* **Your goal**
Copy each line exactly. Leave nothing out.

* **Dataset records**
★ ★ ★ ★

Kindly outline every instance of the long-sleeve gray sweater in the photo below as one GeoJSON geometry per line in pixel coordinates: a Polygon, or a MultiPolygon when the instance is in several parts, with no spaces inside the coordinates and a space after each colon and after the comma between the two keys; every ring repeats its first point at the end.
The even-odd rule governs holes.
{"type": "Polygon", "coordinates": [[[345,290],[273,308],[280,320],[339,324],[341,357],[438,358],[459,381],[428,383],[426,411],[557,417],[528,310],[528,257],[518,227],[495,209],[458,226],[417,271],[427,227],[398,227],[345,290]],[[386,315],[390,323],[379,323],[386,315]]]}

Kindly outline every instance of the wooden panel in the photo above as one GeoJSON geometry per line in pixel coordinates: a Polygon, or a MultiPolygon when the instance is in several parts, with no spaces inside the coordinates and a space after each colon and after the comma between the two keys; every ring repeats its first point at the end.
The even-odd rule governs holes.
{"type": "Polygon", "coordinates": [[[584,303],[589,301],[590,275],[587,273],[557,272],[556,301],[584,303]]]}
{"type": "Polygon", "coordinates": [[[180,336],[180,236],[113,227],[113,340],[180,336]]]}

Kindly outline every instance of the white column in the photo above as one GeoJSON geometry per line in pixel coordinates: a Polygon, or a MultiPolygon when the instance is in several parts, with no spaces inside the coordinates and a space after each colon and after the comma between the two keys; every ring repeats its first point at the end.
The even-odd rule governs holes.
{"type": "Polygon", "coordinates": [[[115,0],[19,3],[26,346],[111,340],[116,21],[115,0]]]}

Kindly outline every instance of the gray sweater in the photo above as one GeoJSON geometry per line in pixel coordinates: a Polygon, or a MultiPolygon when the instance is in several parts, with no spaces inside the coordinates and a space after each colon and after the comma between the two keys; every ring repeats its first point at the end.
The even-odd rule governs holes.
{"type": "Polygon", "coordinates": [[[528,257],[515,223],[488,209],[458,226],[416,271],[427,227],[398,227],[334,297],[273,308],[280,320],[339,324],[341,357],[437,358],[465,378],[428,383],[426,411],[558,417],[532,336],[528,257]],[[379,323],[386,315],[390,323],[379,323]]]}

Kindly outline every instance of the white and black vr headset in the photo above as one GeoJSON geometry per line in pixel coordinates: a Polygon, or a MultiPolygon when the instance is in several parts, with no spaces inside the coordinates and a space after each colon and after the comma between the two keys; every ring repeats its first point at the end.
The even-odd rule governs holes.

★ ★ ★ ★

* **Task response**
Kindly outline every instance of the long-sleeve gray sweater in the photo below as one GeoJSON geometry per line in pixel coordinates: a Polygon, or a MultiPolygon when the instance is in several parts, with no spaces inside the coordinates and a space after each colon and after the comma between the two keys; every ring repeats its first point at the end.
The even-odd rule governs holes.
{"type": "Polygon", "coordinates": [[[345,290],[273,308],[280,320],[339,324],[341,357],[438,358],[459,381],[428,383],[426,411],[557,417],[528,310],[528,257],[518,227],[495,209],[458,226],[417,271],[427,227],[398,227],[345,290]],[[386,315],[390,323],[379,323],[386,315]]]}

Kindly outline every instance of the wooden panel in the photo above as one GeoJSON geometry per line in pixel coordinates: a Polygon, or a MultiPolygon when the instance is in several parts, with no spaces inside the coordinates and a space after each colon and after the comma between the two keys; every ring repeats its first point at the end.
The even-odd rule governs holes.
{"type": "Polygon", "coordinates": [[[584,303],[589,301],[590,275],[587,273],[557,272],[556,301],[584,303]]]}
{"type": "Polygon", "coordinates": [[[180,336],[180,236],[113,227],[113,340],[180,336]]]}

Kindly outline every instance of the white column in the photo above as one GeoJSON geometry per line in pixel coordinates: a Polygon, or a MultiPolygon when the instance is in several parts, with no spaces inside the coordinates and a space after each colon and after the comma between the two keys; every ring repeats its first point at the end.
The even-odd rule governs holes.
{"type": "Polygon", "coordinates": [[[115,0],[19,3],[26,346],[111,340],[116,21],[115,0]]]}

Kindly outline every instance of the gray sweater in the photo above as one GeoJSON geometry per line in pixel coordinates: a Polygon, or a MultiPolygon when the instance is in several parts, with no spaces inside the coordinates and a space after each colon and after the comma between the two keys; every ring repeats its first point at the end.
The even-odd rule governs holes.
{"type": "Polygon", "coordinates": [[[528,257],[515,223],[488,209],[458,226],[416,271],[427,227],[398,227],[334,297],[273,308],[280,320],[339,324],[341,357],[437,358],[465,378],[428,383],[426,411],[558,417],[532,336],[528,257]],[[379,323],[386,315],[390,323],[379,323]]]}

Kindly outline every instance of the white and black vr headset in the photo above as one GeoJSON geometry per line in pixel coordinates: a Polygon, or a MultiPolygon when the instance is in several parts, with no spaces inside the coordinates and a space after each colon and after the comma between the two keys; every ring repeats its first point at the end.
The even-odd rule governs holes.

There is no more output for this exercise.